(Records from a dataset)

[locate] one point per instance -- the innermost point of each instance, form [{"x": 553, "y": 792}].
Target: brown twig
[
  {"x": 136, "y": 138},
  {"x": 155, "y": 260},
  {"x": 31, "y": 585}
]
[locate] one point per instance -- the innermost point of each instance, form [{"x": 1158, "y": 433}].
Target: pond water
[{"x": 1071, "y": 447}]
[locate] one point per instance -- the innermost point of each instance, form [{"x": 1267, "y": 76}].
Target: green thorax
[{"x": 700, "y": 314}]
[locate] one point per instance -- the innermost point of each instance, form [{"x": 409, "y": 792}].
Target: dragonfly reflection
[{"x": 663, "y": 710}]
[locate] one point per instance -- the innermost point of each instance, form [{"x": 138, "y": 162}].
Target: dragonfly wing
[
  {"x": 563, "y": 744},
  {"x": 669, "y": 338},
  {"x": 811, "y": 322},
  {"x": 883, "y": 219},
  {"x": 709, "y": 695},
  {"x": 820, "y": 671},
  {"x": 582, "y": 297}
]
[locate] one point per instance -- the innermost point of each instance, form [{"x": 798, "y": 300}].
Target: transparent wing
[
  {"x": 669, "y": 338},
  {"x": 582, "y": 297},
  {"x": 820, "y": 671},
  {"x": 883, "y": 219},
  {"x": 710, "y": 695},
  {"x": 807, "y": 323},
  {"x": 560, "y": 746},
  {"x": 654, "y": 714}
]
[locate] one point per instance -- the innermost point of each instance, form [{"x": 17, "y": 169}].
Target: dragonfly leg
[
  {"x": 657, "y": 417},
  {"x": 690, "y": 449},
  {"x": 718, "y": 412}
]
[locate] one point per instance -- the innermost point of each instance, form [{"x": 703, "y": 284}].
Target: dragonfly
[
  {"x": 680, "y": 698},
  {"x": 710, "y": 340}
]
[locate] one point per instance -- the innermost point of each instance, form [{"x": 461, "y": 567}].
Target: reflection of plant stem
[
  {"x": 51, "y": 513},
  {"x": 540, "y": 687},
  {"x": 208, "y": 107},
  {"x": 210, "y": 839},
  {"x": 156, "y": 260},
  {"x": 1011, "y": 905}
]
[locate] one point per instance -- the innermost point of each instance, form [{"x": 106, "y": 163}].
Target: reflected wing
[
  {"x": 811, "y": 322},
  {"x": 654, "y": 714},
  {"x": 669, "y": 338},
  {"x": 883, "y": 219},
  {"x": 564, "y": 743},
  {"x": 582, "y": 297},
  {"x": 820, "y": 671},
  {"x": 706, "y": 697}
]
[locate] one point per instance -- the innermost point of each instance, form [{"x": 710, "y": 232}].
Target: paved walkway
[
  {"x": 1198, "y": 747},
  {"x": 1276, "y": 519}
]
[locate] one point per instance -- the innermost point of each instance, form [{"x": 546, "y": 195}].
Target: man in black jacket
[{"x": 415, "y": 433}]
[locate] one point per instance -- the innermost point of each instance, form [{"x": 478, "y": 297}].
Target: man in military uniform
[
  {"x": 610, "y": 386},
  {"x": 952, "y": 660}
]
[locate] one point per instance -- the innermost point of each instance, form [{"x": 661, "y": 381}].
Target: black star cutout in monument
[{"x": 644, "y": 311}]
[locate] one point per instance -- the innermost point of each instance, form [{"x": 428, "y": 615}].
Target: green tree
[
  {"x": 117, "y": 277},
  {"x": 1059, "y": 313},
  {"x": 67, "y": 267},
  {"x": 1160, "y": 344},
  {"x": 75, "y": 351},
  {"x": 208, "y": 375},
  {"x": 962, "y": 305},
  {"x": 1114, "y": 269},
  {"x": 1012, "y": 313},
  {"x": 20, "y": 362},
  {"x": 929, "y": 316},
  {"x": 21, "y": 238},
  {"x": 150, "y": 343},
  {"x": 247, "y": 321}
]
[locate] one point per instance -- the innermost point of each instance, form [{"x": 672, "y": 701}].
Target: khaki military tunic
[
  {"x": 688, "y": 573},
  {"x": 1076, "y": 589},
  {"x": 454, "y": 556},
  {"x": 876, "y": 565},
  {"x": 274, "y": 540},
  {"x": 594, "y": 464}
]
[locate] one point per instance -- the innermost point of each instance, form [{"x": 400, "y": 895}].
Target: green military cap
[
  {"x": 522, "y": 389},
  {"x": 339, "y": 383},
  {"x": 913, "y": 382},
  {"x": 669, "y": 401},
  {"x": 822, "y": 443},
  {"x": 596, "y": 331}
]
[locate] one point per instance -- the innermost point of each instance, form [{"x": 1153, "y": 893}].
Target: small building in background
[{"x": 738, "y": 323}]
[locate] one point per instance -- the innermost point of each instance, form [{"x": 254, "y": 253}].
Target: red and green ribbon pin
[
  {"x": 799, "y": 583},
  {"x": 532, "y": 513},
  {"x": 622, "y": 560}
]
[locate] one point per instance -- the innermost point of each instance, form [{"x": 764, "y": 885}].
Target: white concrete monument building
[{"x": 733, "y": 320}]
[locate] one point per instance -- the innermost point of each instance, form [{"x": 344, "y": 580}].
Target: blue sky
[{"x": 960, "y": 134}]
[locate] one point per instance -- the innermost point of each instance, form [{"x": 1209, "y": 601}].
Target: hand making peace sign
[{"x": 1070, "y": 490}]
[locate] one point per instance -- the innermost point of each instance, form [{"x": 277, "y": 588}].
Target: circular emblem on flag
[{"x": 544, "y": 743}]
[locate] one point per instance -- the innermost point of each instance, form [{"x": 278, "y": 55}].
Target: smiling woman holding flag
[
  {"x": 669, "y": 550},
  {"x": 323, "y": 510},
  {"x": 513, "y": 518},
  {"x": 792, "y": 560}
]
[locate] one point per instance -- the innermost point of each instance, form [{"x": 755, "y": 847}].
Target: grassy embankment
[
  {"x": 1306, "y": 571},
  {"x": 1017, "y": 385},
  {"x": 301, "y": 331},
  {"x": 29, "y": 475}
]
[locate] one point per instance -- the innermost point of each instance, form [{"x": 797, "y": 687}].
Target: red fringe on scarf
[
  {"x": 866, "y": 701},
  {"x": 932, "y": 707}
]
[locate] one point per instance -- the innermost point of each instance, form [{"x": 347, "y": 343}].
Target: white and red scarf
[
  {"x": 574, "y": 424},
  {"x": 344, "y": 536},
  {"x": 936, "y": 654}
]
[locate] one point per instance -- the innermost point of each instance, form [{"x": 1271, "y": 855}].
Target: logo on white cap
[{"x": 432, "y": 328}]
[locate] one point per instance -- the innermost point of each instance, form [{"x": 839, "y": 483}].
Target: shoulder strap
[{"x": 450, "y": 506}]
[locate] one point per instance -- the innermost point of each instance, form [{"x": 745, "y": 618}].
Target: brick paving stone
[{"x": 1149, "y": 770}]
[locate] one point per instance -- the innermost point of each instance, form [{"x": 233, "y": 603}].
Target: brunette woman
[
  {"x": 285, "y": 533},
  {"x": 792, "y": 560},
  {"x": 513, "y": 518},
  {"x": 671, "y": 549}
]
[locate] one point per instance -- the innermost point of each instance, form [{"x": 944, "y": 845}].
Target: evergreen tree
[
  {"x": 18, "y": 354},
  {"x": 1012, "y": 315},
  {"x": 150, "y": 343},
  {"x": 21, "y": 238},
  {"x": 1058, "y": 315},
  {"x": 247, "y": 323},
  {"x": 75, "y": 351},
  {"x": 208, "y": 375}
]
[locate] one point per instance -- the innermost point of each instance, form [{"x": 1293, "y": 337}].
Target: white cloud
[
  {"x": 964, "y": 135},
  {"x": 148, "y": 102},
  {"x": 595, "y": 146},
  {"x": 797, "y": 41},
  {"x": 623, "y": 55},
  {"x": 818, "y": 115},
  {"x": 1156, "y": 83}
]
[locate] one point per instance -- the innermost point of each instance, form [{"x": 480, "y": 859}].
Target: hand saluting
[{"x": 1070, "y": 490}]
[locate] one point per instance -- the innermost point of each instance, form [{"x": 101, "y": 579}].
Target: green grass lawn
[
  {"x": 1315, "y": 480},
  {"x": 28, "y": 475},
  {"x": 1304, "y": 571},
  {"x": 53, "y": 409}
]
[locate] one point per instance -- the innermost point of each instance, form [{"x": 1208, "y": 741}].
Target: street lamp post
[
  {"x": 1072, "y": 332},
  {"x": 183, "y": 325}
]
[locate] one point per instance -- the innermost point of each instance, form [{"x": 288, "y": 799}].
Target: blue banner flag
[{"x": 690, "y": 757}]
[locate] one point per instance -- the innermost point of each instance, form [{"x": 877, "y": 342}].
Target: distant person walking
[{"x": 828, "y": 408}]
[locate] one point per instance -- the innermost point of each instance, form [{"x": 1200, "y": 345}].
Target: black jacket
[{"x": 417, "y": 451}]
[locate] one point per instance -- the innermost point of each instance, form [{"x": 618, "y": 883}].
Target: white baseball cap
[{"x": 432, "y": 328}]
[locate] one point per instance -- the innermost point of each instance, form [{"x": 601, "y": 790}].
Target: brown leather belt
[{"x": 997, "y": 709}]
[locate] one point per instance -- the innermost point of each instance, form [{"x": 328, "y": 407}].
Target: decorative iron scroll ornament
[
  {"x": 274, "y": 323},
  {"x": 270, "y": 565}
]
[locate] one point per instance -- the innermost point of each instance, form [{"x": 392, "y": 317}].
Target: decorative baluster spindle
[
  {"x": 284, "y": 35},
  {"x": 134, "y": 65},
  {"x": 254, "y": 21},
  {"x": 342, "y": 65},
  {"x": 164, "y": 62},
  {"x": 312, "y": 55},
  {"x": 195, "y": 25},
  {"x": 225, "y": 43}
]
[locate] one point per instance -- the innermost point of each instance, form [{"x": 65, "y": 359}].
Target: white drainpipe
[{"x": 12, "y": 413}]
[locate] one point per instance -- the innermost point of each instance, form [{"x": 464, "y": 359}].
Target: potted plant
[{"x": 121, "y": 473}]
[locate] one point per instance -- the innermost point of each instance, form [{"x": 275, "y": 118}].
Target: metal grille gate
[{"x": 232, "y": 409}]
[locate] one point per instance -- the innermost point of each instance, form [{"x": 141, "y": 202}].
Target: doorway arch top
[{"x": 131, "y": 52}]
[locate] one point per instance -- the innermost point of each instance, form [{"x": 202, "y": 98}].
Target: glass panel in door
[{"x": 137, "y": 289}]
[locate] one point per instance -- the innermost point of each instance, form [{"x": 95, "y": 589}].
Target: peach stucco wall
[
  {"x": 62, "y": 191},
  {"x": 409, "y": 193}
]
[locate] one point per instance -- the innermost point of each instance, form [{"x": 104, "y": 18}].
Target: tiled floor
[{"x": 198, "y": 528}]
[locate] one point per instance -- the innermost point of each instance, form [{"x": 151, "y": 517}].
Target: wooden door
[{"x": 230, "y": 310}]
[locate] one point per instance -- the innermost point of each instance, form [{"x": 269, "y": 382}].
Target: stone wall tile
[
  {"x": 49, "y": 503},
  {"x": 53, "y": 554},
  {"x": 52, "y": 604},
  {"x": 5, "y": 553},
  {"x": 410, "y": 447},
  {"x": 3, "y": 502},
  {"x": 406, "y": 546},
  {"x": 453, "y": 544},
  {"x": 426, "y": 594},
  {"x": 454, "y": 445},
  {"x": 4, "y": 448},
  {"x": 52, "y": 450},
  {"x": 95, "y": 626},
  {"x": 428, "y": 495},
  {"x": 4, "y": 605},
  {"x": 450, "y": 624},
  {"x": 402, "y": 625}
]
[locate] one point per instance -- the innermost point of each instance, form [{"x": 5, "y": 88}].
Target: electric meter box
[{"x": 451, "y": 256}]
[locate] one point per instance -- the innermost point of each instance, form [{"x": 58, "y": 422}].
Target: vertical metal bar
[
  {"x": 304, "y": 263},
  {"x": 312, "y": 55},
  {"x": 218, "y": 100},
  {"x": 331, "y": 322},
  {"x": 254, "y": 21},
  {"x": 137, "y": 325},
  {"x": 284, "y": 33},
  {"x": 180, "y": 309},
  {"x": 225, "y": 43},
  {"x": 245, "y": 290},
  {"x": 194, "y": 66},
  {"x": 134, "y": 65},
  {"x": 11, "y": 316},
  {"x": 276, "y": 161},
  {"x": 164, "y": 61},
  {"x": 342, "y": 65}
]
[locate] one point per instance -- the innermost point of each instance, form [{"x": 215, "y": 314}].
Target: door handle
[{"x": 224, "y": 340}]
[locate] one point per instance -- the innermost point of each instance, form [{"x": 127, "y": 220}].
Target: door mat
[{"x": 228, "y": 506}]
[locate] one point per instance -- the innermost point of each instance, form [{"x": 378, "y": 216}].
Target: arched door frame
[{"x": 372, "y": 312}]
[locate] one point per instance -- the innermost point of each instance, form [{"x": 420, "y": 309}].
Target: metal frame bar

# Your objective
Repeat exactly, and only, the lines from the line containing "Target: wooden door" through the last line of the records above, both included.

# Response to this exercise
Target: wooden door
[{"x": 230, "y": 310}]
[locate] one point per instance -- the innermost point of each instance, form [{"x": 269, "y": 382}].
Target: stone wall tile
[
  {"x": 49, "y": 503},
  {"x": 53, "y": 554},
  {"x": 52, "y": 604},
  {"x": 5, "y": 553},
  {"x": 410, "y": 447},
  {"x": 3, "y": 502},
  {"x": 406, "y": 546},
  {"x": 453, "y": 544},
  {"x": 426, "y": 594},
  {"x": 454, "y": 445},
  {"x": 4, "y": 448},
  {"x": 52, "y": 450},
  {"x": 95, "y": 626},
  {"x": 428, "y": 495},
  {"x": 4, "y": 605},
  {"x": 450, "y": 624},
  {"x": 402, "y": 625}
]
[locate] one point per instance -- the innermost point of each instance, form [{"x": 5, "y": 88}].
Target: electric meter box
[{"x": 451, "y": 256}]
[locate] one point per instance -- the innermost point of each instance, form [{"x": 58, "y": 422}].
Target: vertical metal bar
[
  {"x": 304, "y": 263},
  {"x": 312, "y": 55},
  {"x": 218, "y": 100},
  {"x": 331, "y": 322},
  {"x": 254, "y": 21},
  {"x": 137, "y": 325},
  {"x": 284, "y": 33},
  {"x": 180, "y": 309},
  {"x": 225, "y": 43},
  {"x": 245, "y": 290},
  {"x": 194, "y": 66},
  {"x": 134, "y": 65},
  {"x": 11, "y": 316},
  {"x": 276, "y": 161},
  {"x": 164, "y": 61},
  {"x": 342, "y": 65}
]
[locate] one point per instance -- the innermost point of each instance, form [{"x": 215, "y": 314}].
Target: door handle
[{"x": 224, "y": 340}]
[locate] one point per instance -- the innermost point of each instance, form [{"x": 127, "y": 220}].
Target: door mat
[{"x": 228, "y": 506}]
[locate] one point per instance -- the innermost point of each instance, form [{"x": 378, "y": 216}].
Target: arched door frame
[{"x": 372, "y": 312}]
[locate] one point per instance -- the innermost point of each instance, form [{"x": 420, "y": 309}].
Target: metal frame bar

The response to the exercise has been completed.